## Start PROVIDED RECORDS

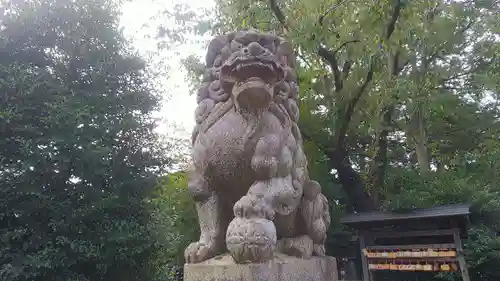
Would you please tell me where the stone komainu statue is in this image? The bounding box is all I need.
[185,30,330,263]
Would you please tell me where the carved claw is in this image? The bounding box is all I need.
[233,195,274,220]
[313,244,326,257]
[184,241,217,263]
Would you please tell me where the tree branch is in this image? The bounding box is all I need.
[269,0,288,29]
[385,0,403,40]
[337,61,374,148]
[301,130,373,212]
[318,0,350,25]
[318,47,343,92]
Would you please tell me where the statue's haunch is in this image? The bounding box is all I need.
[185,30,330,263]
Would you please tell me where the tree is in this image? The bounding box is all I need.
[161,0,500,280]
[0,0,168,281]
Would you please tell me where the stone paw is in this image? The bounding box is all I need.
[313,244,326,257]
[184,242,216,263]
[233,195,274,220]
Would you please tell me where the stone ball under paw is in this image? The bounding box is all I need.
[226,218,277,263]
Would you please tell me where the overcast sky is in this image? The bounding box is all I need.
[121,0,215,136]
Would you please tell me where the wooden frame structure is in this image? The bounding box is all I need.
[341,204,470,281]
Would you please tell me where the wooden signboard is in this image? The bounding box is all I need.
[342,204,469,281]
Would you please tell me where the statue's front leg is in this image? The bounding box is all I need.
[226,135,281,263]
[184,171,229,263]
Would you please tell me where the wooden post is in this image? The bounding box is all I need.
[453,228,470,281]
[359,233,372,281]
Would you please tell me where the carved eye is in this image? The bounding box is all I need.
[214,55,222,67]
[231,41,243,52]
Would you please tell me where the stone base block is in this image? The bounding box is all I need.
[184,254,338,281]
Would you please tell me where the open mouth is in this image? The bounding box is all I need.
[221,58,282,84]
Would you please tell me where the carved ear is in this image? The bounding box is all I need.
[205,35,227,67]
[276,40,294,67]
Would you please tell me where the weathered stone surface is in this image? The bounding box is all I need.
[184,254,338,281]
[185,30,330,263]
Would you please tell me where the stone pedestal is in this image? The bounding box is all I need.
[184,254,338,281]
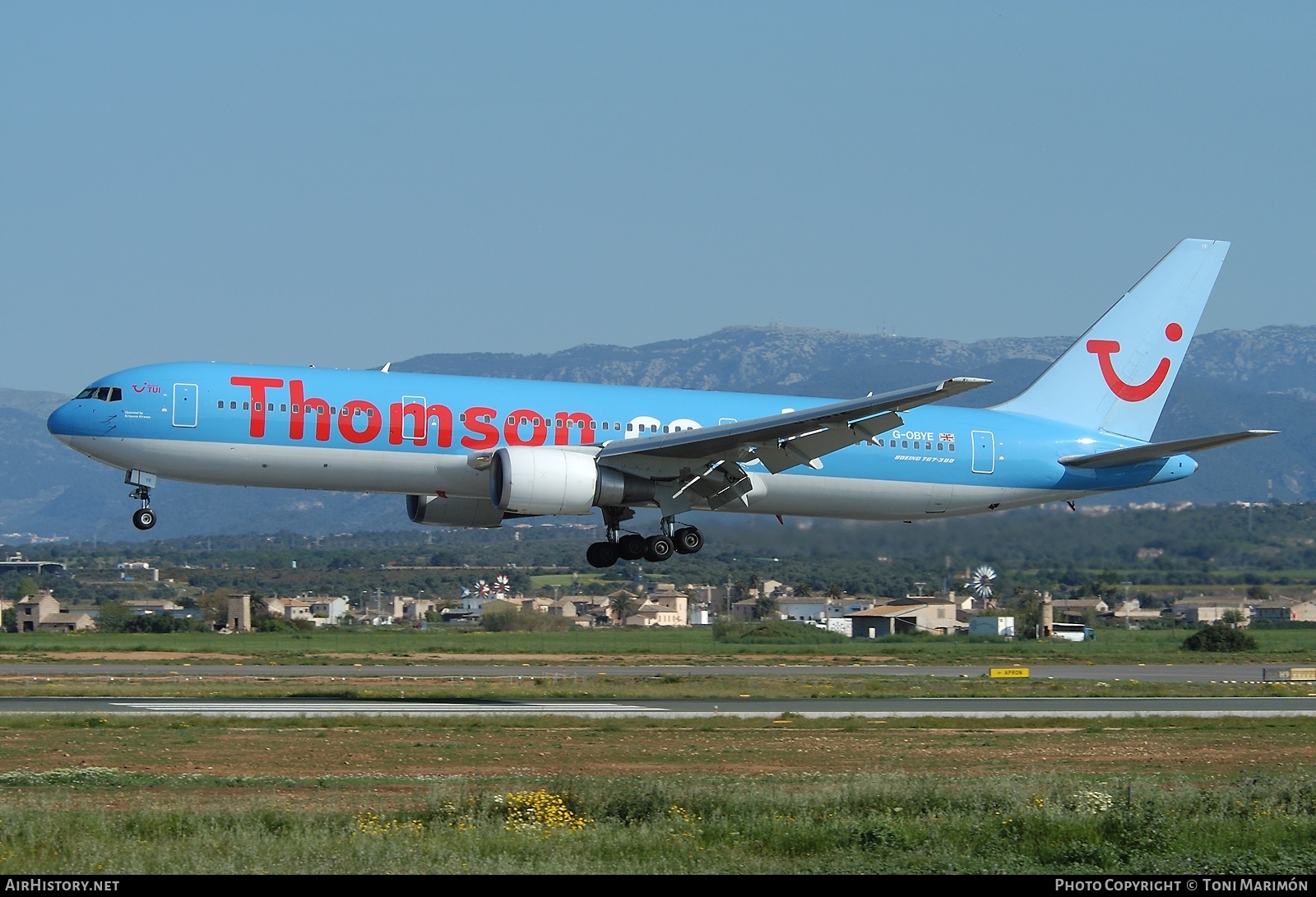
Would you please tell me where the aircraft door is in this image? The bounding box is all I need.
[174,383,196,426]
[972,430,996,474]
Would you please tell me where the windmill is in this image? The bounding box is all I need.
[965,564,996,603]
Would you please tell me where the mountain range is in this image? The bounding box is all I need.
[0,326,1316,544]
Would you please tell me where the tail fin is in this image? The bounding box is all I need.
[998,239,1229,442]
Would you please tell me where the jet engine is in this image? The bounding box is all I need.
[406,496,504,529]
[489,446,654,514]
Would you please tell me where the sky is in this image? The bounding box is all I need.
[0,2,1316,392]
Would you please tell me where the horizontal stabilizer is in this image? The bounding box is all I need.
[1061,430,1279,468]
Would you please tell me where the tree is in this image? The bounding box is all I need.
[608,590,636,626]
[96,601,134,632]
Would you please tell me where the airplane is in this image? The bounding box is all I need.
[48,239,1275,557]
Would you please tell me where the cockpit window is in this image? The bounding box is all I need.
[75,386,123,401]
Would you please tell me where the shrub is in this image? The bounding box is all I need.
[1183,623,1257,651]
[713,619,850,645]
[480,610,571,632]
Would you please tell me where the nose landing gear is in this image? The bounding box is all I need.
[123,471,155,530]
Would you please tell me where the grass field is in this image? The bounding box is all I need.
[0,717,1316,875]
[0,667,1316,709]
[0,627,1316,664]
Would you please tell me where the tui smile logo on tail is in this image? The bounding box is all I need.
[1087,324,1183,401]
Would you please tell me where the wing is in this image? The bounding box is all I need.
[1061,430,1279,468]
[599,377,991,507]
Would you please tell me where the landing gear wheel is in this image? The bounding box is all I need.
[617,533,649,560]
[584,542,617,566]
[645,535,676,563]
[671,526,704,555]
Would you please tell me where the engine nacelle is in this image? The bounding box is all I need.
[406,496,503,529]
[489,446,654,514]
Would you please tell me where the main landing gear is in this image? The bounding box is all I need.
[123,471,155,530]
[584,509,704,566]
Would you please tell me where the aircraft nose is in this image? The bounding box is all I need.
[46,403,74,446]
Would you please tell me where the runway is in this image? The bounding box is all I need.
[0,696,1316,719]
[0,662,1295,691]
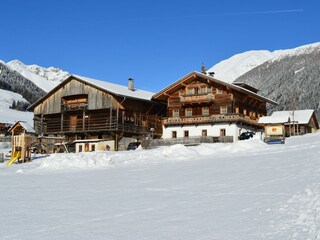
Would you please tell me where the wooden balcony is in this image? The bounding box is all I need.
[180,93,215,104]
[164,114,260,126]
[61,102,88,112]
[42,117,162,136]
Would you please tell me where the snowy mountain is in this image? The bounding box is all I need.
[208,50,274,83]
[235,43,320,120]
[0,60,69,125]
[0,89,33,125]
[208,43,320,83]
[6,60,70,92]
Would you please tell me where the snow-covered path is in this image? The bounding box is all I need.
[0,133,320,240]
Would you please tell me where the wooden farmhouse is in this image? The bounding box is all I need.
[29,75,166,150]
[153,72,277,141]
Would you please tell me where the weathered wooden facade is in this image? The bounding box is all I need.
[29,75,165,150]
[153,72,277,140]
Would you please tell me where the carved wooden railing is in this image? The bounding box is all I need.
[164,114,259,125]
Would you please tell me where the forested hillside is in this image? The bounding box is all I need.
[235,46,320,119]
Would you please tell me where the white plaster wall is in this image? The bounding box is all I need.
[162,123,262,141]
[162,124,239,140]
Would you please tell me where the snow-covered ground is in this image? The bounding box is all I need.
[0,132,320,240]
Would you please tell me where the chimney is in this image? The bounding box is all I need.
[128,78,134,91]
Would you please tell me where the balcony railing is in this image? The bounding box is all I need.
[164,114,260,126]
[61,102,88,112]
[180,93,215,103]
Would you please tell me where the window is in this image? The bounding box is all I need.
[217,88,223,94]
[220,106,228,114]
[184,130,189,137]
[172,109,179,117]
[186,108,192,117]
[220,128,226,137]
[202,107,209,116]
[172,131,177,138]
[201,87,207,94]
[202,129,208,137]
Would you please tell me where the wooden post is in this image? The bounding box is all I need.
[40,113,43,135]
[61,113,63,133]
[116,105,119,130]
[110,107,112,130]
[82,110,86,131]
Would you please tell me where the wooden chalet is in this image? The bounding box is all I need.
[153,72,277,141]
[28,75,166,150]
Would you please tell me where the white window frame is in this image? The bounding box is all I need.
[220,106,228,114]
[186,108,192,117]
[202,107,210,116]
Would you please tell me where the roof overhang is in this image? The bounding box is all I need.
[152,71,278,105]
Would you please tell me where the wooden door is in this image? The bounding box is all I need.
[69,115,77,131]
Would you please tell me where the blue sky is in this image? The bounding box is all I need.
[0,0,320,92]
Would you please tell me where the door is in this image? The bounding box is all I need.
[69,115,77,131]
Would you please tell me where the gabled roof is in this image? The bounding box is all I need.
[259,109,317,127]
[271,109,314,124]
[73,75,154,100]
[28,75,154,110]
[152,71,278,105]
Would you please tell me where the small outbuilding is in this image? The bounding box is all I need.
[259,109,319,137]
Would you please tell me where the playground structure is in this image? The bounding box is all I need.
[6,133,33,166]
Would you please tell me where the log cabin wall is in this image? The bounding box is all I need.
[34,79,165,140]
[166,79,267,126]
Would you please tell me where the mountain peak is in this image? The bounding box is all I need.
[6,60,70,92]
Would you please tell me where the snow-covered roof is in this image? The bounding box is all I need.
[153,71,278,105]
[258,116,289,124]
[259,109,314,124]
[20,121,36,133]
[9,121,36,133]
[73,75,154,100]
[271,109,314,124]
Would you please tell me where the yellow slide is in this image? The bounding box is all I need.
[6,151,21,166]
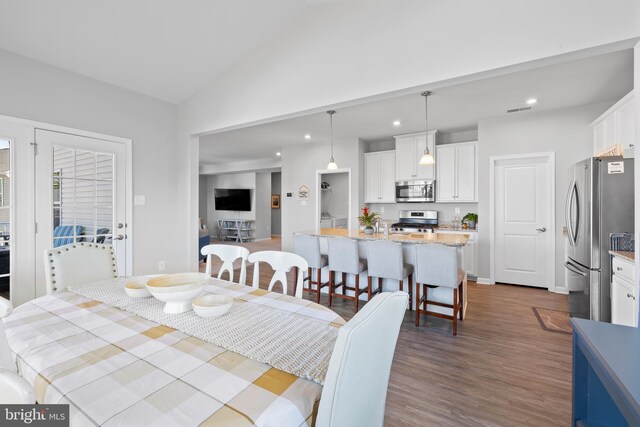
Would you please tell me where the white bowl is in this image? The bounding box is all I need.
[124,281,151,298]
[191,294,233,317]
[147,273,209,314]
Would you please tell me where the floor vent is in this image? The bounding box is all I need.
[507,107,531,113]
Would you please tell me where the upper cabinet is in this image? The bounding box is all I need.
[591,91,635,157]
[436,141,478,203]
[364,151,396,203]
[395,131,438,181]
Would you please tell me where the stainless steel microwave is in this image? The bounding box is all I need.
[396,179,436,203]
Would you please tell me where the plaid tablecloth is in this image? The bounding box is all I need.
[4,284,344,426]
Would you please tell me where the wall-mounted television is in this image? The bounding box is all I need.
[213,188,251,211]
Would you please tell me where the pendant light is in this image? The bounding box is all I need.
[327,110,338,170]
[419,91,436,166]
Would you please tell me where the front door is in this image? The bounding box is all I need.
[35,129,131,295]
[492,155,555,288]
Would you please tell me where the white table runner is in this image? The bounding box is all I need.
[70,277,338,384]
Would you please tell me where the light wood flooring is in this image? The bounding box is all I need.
[201,239,571,426]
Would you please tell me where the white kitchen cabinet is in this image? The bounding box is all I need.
[364,151,396,203]
[436,141,478,203]
[437,230,478,280]
[611,256,638,326]
[395,131,438,181]
[591,91,635,158]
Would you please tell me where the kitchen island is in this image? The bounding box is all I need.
[295,228,469,317]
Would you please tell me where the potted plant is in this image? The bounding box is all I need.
[358,206,380,234]
[462,212,478,229]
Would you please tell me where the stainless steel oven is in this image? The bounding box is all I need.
[396,179,436,203]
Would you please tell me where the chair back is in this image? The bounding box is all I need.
[0,297,35,405]
[293,234,323,268]
[328,237,360,274]
[415,244,460,288]
[200,245,249,285]
[367,240,404,280]
[249,251,309,298]
[44,242,118,294]
[316,292,409,427]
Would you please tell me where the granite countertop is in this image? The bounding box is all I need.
[609,251,636,262]
[297,228,469,246]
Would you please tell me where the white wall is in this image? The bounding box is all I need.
[281,140,364,251]
[177,0,640,268]
[255,172,271,239]
[0,50,180,304]
[478,102,613,290]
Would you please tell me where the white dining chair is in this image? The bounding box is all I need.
[316,292,409,427]
[249,251,309,298]
[44,242,118,294]
[200,245,249,285]
[0,297,35,404]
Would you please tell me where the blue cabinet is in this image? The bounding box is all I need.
[571,318,640,426]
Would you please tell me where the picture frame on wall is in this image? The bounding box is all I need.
[271,194,280,209]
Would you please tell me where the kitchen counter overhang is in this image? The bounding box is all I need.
[295,228,469,247]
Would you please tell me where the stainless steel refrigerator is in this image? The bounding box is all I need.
[565,158,634,322]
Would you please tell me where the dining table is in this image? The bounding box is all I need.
[2,276,345,426]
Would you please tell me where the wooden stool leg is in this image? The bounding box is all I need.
[415,281,420,326]
[318,268,322,304]
[458,283,464,320]
[453,288,458,336]
[356,274,360,313]
[329,271,336,307]
[408,273,413,311]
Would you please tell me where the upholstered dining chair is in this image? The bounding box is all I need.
[44,242,118,294]
[316,292,409,427]
[200,245,249,285]
[0,297,35,404]
[249,251,309,298]
[293,234,329,304]
[415,244,465,335]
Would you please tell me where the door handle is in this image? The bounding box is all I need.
[564,261,587,277]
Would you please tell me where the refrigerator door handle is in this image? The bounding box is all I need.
[565,179,580,246]
[564,261,589,277]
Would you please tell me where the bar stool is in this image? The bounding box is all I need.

## End PROVIDED RECORDS

WHAT TO PRODUCE :: Convert the rows starting with the line containing "Would you please tell me where the snow-covered roof" and going on through the line containing "[6,151,21,166]" into a two-column CSV with the headers text and answer. Give one CSV line per row, put each row's text and its answer in a single quoted field, and turn line breaks into spaces.

ANSWER FOR THE TASK ::
text,answer
"Would you please tell me where the snow-covered roof is in this image? The bounding box is all I need.","[153,71,278,105] [258,116,289,124] [259,109,314,124] [20,121,36,133] [9,121,36,133] [73,75,154,100] [271,109,314,124]"
"Would you please tell me where the yellow slide is in this image? The bounding box is all I need.","[6,151,21,166]"